▶ Текст упражнения
После того как я изучил эти железнодорожные компании, мне было необходимо найти кого-то, кто купит их. Это было нелегко. «Хаусман» была небольшой фирмой. А времена всё ещё были тяжёлыми. Все железные дороги, акции которых я рекомендовал к покупке, сильно упали в цене, и их владельцы понесли серьёзные убытки. Потенциальные инвесторы вели себя очень осторожно, как это всегда бывает, если вещь стоит слишком дёшево.

Поскольку я не знал почти никого, у кого были бы деньги для инвестирования, я стал прочёсывать воротил бизнеса поимённо. Я тщательно составил десятки писем, копировал их без сокращений и рассылал. Ответы всегда были на 100 процентов отрицательными.

Каждый день после закрытия биржи я отправлялся на Бродвей, обходил офис за офисом, пытаясь заставить хоть кого-то выслушать себя. Не помню, сколько дверей мне пришлось открыть, сколько миль мостовой оставить позади себя прежде, чем я сделал свою первую продажу.

Та первая сделка – Джеймсу Талкотту, ведущему оптовую торговлю тканями, навсегда врезалась в мою память. Высокий, импозантный, с густой седой бородой, Талкотт имел внешность типичного торговца из Новой Англии. После того как меня несколько раз выставила из офиса его секретарша, я уселся ждать, когда мистер Талкотт выйдет из своего офиса. Когда он появился в дверях, я представился и пошёл за ним по тротуару. Небрежный кивок – это всё, чего я удостоился в ответ.

Пока мы шли по улице, я старался говорить как можно убедительнее и вежливее, не обращая внимания на явные признаки раздражения со стороны Талкотта. Я призвал себе на помощь весь свой дар убеждения. Повторив сначала несколько раз, что его не интересует ничего из того, что я желаю продать, Талкотт в конце концов поручил мне купить одну-единственную ценную бумагу – шестипроцентную акцию «Орегон энд трансконтиненталь», которая тогда, насколько я помню, стоила 78 долларов.

Записи набора данных:
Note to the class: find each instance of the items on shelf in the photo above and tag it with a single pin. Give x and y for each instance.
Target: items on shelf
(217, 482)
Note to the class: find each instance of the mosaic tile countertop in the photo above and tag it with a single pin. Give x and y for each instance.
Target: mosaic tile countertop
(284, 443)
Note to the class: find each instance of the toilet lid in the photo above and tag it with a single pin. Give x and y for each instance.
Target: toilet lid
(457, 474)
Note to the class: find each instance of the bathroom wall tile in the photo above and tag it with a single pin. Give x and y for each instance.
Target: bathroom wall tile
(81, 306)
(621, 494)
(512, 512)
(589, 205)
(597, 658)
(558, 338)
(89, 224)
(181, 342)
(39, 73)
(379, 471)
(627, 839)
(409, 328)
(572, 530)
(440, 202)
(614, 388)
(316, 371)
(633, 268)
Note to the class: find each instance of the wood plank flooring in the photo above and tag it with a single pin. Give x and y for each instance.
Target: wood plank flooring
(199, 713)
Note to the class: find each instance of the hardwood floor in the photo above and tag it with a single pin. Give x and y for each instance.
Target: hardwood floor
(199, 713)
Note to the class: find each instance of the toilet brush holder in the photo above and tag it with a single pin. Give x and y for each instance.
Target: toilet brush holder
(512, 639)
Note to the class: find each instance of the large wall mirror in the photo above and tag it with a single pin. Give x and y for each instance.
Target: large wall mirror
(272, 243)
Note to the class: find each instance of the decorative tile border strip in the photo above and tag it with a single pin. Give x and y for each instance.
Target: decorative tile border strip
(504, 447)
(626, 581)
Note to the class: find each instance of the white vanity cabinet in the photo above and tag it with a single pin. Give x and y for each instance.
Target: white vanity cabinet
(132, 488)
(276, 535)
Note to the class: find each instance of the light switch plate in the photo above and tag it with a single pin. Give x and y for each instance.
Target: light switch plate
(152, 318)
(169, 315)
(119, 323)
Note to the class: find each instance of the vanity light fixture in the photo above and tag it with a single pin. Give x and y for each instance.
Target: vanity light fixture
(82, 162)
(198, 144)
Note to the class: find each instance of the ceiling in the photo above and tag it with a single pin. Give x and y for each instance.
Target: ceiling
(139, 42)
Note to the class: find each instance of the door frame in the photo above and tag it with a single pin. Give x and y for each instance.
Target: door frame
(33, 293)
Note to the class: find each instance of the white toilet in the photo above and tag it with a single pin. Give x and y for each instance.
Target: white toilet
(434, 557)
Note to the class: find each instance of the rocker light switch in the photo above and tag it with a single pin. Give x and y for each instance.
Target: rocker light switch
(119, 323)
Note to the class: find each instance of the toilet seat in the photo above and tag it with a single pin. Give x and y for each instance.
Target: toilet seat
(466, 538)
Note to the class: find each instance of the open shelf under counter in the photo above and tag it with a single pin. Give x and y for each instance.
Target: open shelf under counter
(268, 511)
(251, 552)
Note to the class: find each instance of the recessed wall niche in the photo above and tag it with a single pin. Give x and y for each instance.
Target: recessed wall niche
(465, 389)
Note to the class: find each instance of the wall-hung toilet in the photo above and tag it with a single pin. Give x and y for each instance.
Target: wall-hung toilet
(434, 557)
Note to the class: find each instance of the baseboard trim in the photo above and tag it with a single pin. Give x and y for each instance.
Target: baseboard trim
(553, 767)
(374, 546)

==

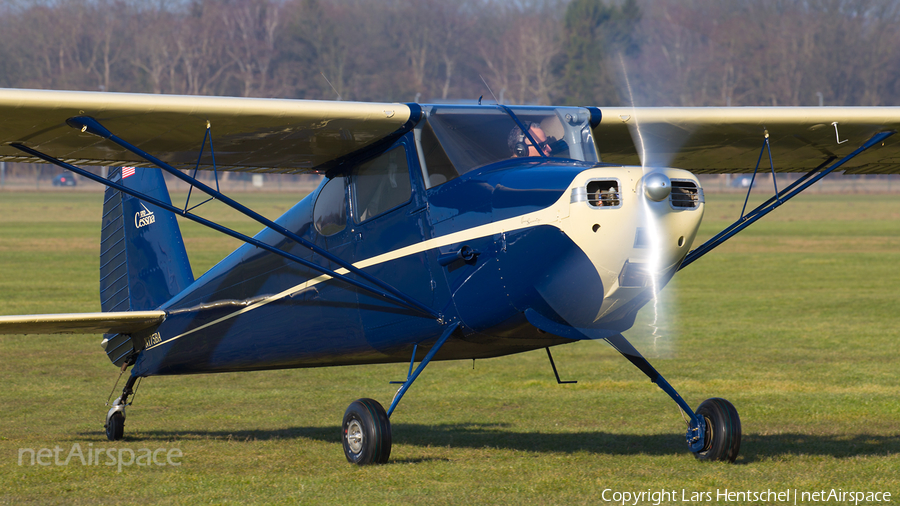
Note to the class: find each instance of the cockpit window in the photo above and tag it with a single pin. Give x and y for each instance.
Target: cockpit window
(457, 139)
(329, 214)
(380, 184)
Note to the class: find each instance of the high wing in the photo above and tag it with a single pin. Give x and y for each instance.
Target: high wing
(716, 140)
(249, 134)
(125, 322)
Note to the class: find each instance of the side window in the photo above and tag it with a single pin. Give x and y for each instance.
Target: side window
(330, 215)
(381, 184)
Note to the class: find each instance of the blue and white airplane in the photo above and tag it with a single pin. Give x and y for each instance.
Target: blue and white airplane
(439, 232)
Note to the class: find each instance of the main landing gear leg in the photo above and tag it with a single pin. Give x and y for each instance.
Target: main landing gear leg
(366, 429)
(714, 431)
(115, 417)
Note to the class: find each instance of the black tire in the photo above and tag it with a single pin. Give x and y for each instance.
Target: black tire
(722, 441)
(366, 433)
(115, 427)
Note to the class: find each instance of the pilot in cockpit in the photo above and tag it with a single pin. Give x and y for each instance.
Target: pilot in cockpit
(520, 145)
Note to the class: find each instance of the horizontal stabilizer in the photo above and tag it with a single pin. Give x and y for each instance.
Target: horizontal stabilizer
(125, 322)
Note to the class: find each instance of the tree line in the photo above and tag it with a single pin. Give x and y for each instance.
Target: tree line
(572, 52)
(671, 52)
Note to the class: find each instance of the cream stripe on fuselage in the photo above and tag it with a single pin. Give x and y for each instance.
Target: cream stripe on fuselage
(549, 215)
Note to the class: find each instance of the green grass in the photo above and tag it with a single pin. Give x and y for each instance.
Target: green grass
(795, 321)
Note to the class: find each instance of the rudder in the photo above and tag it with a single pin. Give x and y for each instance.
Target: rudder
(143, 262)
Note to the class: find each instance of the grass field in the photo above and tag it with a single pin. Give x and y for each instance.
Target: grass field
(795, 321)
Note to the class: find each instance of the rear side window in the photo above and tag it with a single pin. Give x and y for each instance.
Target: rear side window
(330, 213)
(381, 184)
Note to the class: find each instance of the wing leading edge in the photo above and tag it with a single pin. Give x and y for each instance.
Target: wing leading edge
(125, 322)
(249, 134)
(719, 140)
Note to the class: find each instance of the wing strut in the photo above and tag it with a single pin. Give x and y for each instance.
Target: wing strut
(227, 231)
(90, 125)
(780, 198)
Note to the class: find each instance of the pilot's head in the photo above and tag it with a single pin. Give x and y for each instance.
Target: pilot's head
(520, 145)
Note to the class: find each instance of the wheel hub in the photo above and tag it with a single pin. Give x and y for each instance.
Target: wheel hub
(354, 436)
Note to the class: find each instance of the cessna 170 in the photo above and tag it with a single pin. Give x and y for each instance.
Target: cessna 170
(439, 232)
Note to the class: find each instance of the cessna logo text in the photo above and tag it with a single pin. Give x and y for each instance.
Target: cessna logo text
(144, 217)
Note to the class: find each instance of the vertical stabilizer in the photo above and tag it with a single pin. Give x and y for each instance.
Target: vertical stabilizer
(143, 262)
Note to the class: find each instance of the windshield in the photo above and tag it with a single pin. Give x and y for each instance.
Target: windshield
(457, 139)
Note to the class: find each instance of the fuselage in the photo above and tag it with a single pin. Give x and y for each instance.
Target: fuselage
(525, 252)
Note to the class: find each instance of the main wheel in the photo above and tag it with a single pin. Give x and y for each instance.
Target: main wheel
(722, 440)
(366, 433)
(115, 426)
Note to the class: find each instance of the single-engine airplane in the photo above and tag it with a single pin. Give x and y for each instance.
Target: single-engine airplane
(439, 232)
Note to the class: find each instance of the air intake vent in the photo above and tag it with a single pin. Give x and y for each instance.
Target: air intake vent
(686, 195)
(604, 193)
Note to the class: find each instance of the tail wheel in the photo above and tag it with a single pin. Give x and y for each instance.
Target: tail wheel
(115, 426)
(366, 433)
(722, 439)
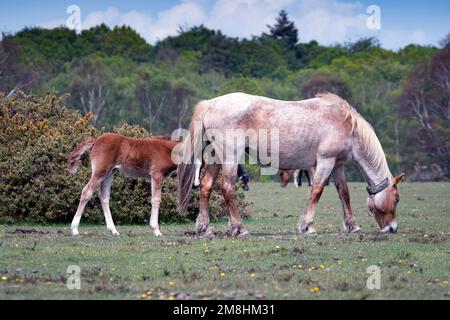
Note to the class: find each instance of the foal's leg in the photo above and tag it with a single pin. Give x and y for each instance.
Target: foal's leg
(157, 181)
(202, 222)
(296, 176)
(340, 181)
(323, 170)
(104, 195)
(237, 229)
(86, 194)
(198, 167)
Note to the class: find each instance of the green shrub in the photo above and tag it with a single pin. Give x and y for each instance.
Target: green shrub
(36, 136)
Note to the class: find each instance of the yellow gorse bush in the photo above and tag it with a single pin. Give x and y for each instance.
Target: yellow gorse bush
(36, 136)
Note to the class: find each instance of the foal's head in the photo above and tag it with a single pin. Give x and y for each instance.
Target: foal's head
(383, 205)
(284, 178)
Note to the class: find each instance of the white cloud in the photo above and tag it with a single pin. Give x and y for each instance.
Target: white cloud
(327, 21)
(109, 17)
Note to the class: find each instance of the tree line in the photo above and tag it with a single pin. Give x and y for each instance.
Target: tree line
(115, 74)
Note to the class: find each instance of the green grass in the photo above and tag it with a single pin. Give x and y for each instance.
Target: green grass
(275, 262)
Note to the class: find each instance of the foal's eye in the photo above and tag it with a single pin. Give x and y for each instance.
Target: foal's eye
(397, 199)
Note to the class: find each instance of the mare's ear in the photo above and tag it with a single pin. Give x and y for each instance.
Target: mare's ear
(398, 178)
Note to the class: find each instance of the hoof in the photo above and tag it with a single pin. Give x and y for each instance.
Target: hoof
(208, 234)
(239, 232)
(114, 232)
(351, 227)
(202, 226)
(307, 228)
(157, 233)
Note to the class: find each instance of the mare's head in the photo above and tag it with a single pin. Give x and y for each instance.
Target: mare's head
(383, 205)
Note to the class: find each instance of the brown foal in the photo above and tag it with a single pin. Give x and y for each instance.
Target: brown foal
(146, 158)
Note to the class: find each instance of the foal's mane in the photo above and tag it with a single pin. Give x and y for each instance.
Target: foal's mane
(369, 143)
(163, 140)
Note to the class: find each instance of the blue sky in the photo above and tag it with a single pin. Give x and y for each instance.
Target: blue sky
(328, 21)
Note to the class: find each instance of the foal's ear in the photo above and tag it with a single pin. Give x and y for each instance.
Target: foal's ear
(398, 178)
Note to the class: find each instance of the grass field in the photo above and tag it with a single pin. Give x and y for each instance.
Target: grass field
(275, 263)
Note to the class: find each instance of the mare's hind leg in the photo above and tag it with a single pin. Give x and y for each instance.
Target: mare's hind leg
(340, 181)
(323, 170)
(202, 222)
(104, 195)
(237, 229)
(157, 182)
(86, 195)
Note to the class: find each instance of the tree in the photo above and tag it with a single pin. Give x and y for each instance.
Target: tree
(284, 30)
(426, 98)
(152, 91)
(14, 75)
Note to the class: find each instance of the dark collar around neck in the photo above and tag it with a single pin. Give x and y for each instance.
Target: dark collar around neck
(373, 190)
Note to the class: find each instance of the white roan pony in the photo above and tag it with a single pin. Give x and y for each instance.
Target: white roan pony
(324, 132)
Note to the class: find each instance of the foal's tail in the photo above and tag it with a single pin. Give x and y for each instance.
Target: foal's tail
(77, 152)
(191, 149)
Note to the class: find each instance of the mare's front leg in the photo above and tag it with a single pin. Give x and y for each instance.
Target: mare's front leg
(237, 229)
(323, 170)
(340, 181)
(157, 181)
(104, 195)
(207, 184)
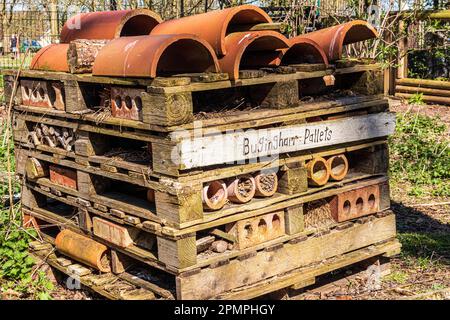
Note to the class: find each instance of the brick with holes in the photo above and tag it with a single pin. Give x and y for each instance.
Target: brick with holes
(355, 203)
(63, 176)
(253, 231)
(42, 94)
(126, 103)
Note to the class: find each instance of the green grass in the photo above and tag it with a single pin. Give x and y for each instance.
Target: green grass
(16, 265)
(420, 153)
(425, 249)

==

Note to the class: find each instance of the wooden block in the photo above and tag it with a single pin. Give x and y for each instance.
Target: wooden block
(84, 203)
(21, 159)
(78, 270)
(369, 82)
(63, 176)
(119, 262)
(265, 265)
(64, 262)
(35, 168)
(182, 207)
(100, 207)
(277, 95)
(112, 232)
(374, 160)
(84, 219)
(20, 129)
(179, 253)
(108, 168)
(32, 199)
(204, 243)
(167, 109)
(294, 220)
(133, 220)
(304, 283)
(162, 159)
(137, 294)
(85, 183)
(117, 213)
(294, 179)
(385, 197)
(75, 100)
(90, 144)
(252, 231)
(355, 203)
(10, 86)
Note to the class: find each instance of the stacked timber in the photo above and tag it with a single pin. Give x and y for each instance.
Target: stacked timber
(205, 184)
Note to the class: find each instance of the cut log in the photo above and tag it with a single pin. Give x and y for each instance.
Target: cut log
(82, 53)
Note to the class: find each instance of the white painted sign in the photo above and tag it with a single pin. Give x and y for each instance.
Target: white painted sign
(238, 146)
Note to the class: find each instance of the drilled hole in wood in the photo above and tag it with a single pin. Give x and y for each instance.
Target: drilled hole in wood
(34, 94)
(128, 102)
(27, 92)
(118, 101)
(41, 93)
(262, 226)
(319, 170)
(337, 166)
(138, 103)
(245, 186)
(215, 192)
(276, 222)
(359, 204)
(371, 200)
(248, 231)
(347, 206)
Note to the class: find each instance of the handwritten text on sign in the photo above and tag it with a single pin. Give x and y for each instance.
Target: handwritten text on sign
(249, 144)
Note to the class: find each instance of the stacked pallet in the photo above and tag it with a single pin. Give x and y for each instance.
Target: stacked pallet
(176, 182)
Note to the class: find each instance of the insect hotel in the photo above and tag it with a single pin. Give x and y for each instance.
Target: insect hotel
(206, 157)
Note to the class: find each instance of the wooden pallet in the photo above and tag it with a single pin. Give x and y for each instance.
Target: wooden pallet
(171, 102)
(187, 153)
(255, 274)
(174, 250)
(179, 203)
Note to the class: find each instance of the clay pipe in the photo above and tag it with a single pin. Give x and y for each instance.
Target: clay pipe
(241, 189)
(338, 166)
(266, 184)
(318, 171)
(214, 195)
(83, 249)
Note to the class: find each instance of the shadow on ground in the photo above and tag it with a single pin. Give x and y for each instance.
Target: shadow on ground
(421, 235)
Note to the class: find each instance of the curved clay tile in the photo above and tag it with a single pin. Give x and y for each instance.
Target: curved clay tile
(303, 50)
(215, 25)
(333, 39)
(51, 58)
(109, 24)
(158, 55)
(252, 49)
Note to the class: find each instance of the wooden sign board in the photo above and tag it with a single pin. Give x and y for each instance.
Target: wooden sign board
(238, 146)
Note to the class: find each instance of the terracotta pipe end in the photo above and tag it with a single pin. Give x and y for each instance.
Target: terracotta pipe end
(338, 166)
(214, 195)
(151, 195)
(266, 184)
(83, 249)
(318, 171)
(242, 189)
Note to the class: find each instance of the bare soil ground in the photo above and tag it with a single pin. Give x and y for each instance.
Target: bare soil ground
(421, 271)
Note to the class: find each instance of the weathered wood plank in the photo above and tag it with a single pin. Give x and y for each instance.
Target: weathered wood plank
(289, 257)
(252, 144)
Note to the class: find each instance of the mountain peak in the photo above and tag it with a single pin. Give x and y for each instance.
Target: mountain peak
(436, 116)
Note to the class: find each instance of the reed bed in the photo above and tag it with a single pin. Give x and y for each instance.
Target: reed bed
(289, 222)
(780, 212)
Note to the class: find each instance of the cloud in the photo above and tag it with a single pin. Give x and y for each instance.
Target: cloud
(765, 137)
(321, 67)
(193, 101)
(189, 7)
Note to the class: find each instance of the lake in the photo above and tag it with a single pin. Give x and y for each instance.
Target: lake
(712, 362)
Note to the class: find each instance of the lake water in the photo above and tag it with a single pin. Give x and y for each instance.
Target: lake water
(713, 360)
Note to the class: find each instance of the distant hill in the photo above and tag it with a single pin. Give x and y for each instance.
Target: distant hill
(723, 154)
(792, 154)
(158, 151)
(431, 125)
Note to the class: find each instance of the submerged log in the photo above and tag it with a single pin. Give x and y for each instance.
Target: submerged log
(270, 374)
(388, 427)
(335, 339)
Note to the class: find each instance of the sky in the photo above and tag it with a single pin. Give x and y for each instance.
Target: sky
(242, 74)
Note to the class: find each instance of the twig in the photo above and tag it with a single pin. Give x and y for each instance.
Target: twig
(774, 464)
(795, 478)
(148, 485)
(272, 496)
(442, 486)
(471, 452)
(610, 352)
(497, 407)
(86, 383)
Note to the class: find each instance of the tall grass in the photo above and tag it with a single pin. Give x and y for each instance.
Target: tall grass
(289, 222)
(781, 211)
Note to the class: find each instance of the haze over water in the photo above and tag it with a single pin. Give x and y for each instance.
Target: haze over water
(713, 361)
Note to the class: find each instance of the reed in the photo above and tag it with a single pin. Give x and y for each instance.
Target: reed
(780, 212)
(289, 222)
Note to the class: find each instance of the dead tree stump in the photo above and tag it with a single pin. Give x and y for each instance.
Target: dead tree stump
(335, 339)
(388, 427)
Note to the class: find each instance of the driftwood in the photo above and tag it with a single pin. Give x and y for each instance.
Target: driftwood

▶ Примените прочитанное
a – Определите, согласуется ли с отрывком о поиске первого покупателя акций каждое из утверждений, и подтвердите ответ «да» или «нет» точной цитатой из отрывка: (i) на разосланные письма рассказчик получал положительные ответы; (ii) первым покупателем стал Джеймс Талкотт, ведущий оптовую торговлю тканями; (iii) в итоге Талкотт поручил купить лишь одну ценную бумагу.
b – Допишите следующую часть отрывка о поиске первого покупателя акций, начав сразу после его последнего предложения.
Записи заимствованы из иного источника.

▶ Ответы
a –
(i) Нет: «Ответы всегда были на 100 процентов отрицательными».
(ii) Да: «Та первая сделка – Джеймсу Талкотту, ведущему оптовую торговлю тканями, навсегда врезалась в мою память».
(iii) Да: «Талкотт в конце концов поручил мне купить одну-единственную ценную бумагу».

b –
Комиссионные, которые поступали с каждой проданной мной акции фирме «Хаусман энд компани», составляли 1,25 доллара. Но более важным, чем получение комиссионных, мне представлялось будущее, к которому я стремился. Если мои рекомендации принесут прибыль, я рассчитывал вместо обычных покупателей обзавестись постоянными клиентами.

На стоимость предприятия, акцию которого приобрёл мистер Талкотт, не повлияла проводившаяся там в тот момент реорганизация, стоимость ценных бумаг шла вверх. Та сделка стала началом значительного бизнеса, который наша компания начала вести в интересах мистера Талкотта.

Кроме того, я контролировал и сделки с другими клиентами. Время от времени я готовил для них свои рекомендации по приобретению ценных бумаг, а также предложения о том, как лучше сберечь и наиболее выгодно разместить свои капиталовложения. Но помимо того, чтобы стоять на страже интересов наших клиентов, я продолжал активно проводить свои собственные сделки на свои средства.

Противоречие той двойной финансовой жизни, которую я был вынужден вести, вылилось в удивительный случай, произошедший в моём доме. Обычно после закрытия биржи я стремился предаться всем тем разнообразным развлечениям, что влекли в городе молодых людей моего возраста. Один из игроков на бирже и одновременно завзятый спортсмен по имени Сэнди Хэтч держал несколько боевых петухов. Петушиные бои проводились в помещении где-то на 175-й улице, которое выходило на реку Гудзон. Как-то раз, когда зрелище было в полном разгаре, кто-то вдруг закричал: «Полиция!»

Мы посыпались наружу из всех выходов, включая и окна, и я был не в последних рядах пытавшихся скрыться. Тревога оказалась ложной. Большая часть зрителей вернулась обратно, но я решил отправиться домой.

Задержание городскими властями за посещение петушиных боев, как я решил, вряд ли могло поддержать хорошую репутацию молодого брокера среди консервативных слоёв населения города. После того случая я не помню, чтобы ещё хоть раз присутствовал на петушиных боях.

Внутри себя мне постоянно приходилось выдерживать характерный для моего возраста конфликт между стремлением амбициозного юноши безрассудно поставить на карту сразу всё и осторожностью, желанием приберечь средства на завтрашний день. В моём случае осторожность постепенно стала брать верх, хотя, конечно, не обошлось без борьбы и многочисленных срывов.